PENDIDIKAN AGAMA ISLAM ( Tujuan penciptaan manusia dan implementasinya dalam tugas dan tanggungjawab kekhalifaan manusia dalam kehidupan sosial-masyarakat)


PENDIDIKAN AGAMA ISLAM

( Tujuan penciptaan manusia dan implementasinya dalam tugas dan tanggungjawab kekhalifaan manusia dalam kehidupan sosial-masyarakat)

Oleh Kelompok 1
                          Andi Gigatera Halil Makkasau (D121191054)




DEPARTEMEN TEKNIK INFORMATIKA
FAKULTAS TEKNIK
UNIVERSITAS HASANUDDIN
MAKASSAR
2020


Tujuan diciptakannya manusia
Dalam perspektif teologis, ada dua alasan penciptaan manusia yakni sebagai khalifah di muka bumi dan sebagai abdullah alias hamba Allah.

Data Tersimpan
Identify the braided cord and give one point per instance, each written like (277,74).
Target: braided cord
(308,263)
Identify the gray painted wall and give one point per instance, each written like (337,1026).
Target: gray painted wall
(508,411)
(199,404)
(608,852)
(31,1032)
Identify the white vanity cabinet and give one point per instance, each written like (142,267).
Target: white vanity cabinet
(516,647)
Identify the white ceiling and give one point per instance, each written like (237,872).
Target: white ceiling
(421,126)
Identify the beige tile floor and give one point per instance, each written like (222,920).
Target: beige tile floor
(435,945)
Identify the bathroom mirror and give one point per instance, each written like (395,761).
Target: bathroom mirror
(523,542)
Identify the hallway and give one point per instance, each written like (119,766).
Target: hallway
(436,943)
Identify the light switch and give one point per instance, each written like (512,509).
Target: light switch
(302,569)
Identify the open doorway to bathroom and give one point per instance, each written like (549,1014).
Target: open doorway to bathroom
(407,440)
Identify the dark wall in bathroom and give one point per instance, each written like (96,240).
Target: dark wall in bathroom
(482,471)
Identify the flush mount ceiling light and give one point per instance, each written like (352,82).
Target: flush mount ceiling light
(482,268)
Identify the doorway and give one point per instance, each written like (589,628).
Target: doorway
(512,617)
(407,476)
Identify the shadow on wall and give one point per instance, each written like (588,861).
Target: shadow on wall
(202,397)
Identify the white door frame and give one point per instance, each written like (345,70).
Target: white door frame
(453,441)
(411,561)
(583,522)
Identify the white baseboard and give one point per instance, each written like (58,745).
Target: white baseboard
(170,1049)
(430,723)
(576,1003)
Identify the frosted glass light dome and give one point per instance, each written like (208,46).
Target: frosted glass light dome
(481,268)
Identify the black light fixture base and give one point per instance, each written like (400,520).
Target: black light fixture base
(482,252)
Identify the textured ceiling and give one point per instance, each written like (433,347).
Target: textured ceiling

Permintaan
A. Menurut teks tentang tujuan penciptaan manusia, apa dua alasan penciptaan manusia dalam perspektif teologis?
B. Ubahlah paragraf yang diawali "Dalam perspektif teologis" dari teks tentang tujuan penciptaan manusia menjadi daftar singkat tanpa menghilangkan fakta pokoknya.
C. Lanjutkan teks tentang tujuan penciptaan manusia mulai dari kalimat terakhirnya.

Jawaban yang Diberikan
A. Manusia diciptakan sebagai khalifah di muka bumi dan sebagai abdullah atau hamba Allah.

B.
Dalam perspektif teologis, manusia diciptakan karena dua alasan:
- sebagai khalifah di muka bumi;
- sebagai abdullah, yaitu hamba Allah.

C.
Terkait alasan dan tujuan utama kita diciptakan, dengan berulang kali Allah menegaskan dalam firman-Nya. Misalnya (QS. Al-Baqarah[2]: 30), Ingatlah ketika Tuhanmu berfirman kepada para malaikat, Aku akan menciptakan khalifah di bumi. Malaikat protes, Apakah Engkau akan menciptakan makhluk yang selalu membuat kerusakan, dan melakukan pertumpahan darah? Allah menjawab, Sesungguhnya aku lebih mengetahui apa yang tidak kalian tahu.
Allah pun menciptakan Adam sebagai manusia pertama. Menyusul Hawa sebagai manusia kedua sekaligus sebagai pelengkap. Jadilah sepasang insan, laki-laki dan perempuan. Seiring berjalannya waktu, maka dari pasangan inilah kelak melahirkan keturunan yang kini jumlahnya sudah mencapai miliaran.
Masalah kemudian muncul, sebab prediksi malaikat bahwa khalifah yang telah diciptakan Allah benar-benar menjadi biang kerok kerusakan, kekacauan, hingga pertumpahan darah. Mereka lupa tujuan utama diciptakan. Khalifah dan abdullah.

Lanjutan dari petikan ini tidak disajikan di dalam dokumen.